(WHAT THE EXERCISE ASKS): Can you print, unchanged, only the lines in the entries below that begin with the line containing "Look at the photo above. For each instance of the woman" and continue through the line containing "pixel 668 427", both included?

(RECORDS SHOWN):
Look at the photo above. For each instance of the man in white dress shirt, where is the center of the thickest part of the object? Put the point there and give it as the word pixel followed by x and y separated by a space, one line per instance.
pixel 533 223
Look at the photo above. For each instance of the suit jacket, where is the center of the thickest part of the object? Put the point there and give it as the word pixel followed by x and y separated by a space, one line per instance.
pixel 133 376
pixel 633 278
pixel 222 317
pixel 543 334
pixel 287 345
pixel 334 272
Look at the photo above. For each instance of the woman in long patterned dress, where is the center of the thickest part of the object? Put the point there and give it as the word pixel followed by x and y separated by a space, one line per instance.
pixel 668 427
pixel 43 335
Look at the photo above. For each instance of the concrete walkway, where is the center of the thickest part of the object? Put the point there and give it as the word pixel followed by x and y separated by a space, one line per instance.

(ANSWER TO THIS PROBLEM):
Look at the photo above. For each instance of the woman in long patterned dress, where is the center of the thickest part of the object? Put the point there and give it as the word pixel followed by x and y separated by a space, one line per instance.
pixel 668 427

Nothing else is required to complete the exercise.